### MATERIAL SUPPLIED

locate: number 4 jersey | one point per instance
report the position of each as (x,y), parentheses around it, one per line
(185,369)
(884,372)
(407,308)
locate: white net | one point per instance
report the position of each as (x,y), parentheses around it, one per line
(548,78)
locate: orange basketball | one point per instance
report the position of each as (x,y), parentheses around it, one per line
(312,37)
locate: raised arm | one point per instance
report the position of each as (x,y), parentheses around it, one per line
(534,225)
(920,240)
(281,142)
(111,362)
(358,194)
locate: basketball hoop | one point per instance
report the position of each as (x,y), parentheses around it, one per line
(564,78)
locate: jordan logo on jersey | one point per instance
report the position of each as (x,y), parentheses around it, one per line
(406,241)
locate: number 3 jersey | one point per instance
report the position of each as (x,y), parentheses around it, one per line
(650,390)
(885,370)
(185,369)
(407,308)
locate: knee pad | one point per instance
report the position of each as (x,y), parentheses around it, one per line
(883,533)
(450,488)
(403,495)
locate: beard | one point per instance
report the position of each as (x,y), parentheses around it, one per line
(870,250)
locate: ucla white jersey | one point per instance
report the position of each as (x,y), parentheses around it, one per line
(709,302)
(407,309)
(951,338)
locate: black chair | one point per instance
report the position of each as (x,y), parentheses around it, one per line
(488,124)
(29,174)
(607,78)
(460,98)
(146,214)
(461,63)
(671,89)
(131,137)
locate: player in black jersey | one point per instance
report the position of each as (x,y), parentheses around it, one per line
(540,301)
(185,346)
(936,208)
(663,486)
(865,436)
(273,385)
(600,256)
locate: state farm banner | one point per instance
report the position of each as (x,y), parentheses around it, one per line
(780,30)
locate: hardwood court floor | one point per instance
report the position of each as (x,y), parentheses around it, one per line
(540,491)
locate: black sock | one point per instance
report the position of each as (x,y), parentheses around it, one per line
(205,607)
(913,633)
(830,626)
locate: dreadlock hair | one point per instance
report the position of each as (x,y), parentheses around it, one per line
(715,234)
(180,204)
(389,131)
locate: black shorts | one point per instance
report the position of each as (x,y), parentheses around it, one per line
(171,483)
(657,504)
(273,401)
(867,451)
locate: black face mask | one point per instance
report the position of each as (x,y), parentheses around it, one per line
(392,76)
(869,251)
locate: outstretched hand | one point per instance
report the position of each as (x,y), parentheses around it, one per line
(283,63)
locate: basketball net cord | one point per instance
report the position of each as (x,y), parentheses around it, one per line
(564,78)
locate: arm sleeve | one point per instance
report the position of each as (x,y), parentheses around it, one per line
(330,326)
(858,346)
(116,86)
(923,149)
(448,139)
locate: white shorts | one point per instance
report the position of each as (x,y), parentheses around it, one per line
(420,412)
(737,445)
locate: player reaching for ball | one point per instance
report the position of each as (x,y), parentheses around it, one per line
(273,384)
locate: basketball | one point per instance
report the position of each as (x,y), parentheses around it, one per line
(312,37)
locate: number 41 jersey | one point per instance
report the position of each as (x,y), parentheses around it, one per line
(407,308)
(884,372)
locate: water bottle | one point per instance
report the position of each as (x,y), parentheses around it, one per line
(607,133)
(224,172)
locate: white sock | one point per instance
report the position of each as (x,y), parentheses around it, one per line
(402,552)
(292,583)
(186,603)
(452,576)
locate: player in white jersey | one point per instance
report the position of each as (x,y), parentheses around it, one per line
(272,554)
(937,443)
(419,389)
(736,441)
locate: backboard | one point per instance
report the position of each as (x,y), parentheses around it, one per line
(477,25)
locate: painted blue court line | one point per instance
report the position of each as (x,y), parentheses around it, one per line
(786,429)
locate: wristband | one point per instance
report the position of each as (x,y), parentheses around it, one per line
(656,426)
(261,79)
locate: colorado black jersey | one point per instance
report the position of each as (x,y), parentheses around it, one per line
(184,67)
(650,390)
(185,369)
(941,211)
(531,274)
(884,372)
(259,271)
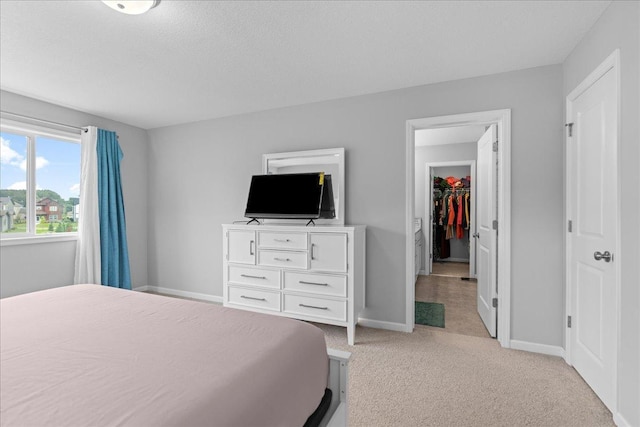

######

## EXERCISE PROMPT
Look over the records above and copy each line that includes the string "black".

## ANSWER FOR THIS EXERCISE
locate: black chair | one point per instance
locate: player in black jersey | one point per instance
locate: black sock | one point per instance
locate: black shorts | one point per instance
locate: black face mask | one point per instance
locate: colorado black jersey | one point per instance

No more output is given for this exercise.